### Selected extract

Steve Huntoon | Steve Huntoon

One would have thought this answered many times over the last 25 years. Most recently with the poster child of the Vogtle nuclear plant in Georgia that is seven years late and a mere $16 billion over budget.[1] And with regulatory capture resulting in regulated equity returns greatly exceeding the true cost of equity.[2] But every so often the utility monopolies manage to get the opposite proposition back on the public policy radar screen.

So it was with a New York Times story in January this year claiming that 35 states that deregulated some or all of their electric system tend to have higher rates than the other 15 states.[3] Where to begin?

######
### Raw data

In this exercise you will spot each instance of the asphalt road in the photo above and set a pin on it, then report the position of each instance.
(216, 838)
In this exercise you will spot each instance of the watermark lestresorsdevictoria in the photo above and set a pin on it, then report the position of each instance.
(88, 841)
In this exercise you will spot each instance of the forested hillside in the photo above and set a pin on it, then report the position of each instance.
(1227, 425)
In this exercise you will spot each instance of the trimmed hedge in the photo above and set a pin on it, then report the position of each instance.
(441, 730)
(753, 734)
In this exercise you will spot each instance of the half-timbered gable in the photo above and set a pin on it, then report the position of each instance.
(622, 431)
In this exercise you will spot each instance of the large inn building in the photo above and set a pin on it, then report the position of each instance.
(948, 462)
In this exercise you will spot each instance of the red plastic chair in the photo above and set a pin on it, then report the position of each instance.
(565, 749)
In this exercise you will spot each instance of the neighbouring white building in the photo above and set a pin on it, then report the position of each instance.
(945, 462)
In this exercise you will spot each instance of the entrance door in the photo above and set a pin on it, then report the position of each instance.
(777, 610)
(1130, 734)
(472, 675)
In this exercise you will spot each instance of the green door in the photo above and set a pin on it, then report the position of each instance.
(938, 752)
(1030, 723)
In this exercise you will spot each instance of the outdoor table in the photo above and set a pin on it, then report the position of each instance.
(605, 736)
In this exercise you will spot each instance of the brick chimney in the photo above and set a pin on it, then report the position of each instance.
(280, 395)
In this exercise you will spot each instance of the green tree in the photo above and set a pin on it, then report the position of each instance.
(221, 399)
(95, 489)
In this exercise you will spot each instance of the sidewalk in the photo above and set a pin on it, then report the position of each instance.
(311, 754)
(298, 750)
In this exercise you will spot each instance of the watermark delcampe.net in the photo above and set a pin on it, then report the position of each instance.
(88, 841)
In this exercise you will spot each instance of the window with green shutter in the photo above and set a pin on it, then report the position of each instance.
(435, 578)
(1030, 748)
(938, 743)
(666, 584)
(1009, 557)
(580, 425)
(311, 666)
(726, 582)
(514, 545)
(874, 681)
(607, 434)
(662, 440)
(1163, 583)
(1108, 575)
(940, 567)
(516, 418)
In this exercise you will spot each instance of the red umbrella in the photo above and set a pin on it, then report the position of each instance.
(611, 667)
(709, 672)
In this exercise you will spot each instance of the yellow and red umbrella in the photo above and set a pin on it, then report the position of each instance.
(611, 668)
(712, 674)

######

• _Exercise tasks_:
**A)** Copy the passage on electricity deregulation between "So it was with" and "Where to begin?", inclusive.
**B)** Proceed with the passage on electricity deregulation, writing on from its final sentence.

• _Exercise answers_:
**A)**
So it was with a New York Times story in January this year claiming that 35 states that deregulated some or all of their electric system tend to have higher rates than the other 15 states.[3] Where to begin?

**B)**
What Matters

The sea change over the last 25 years has been the introduction of competition in the generation of electricity in some states — this is where the big money is and what warrants study. This should not be confused with the introduction of retail competition in some states — retail prices largely reflect generation (supply) prices. Or whether a state’s utilities are in an RTO — largely irrelevant to whether generation remains a monopoly. Or whether competition in transmission is a good thing — which, by the way, I have argued ad nauseum is yes.[4]

Reporting by RTO Insider revealed that the Times story relied on an analysis that defined as “deregulated” all states with utilities in RTOs — regardless of whether the utilities still had monopolies to supply customers with their rate-regulated generation.[5] This is, for example, generally the case with the states/utilities in SPP and MISO. So the Times story was way off base at the get-go.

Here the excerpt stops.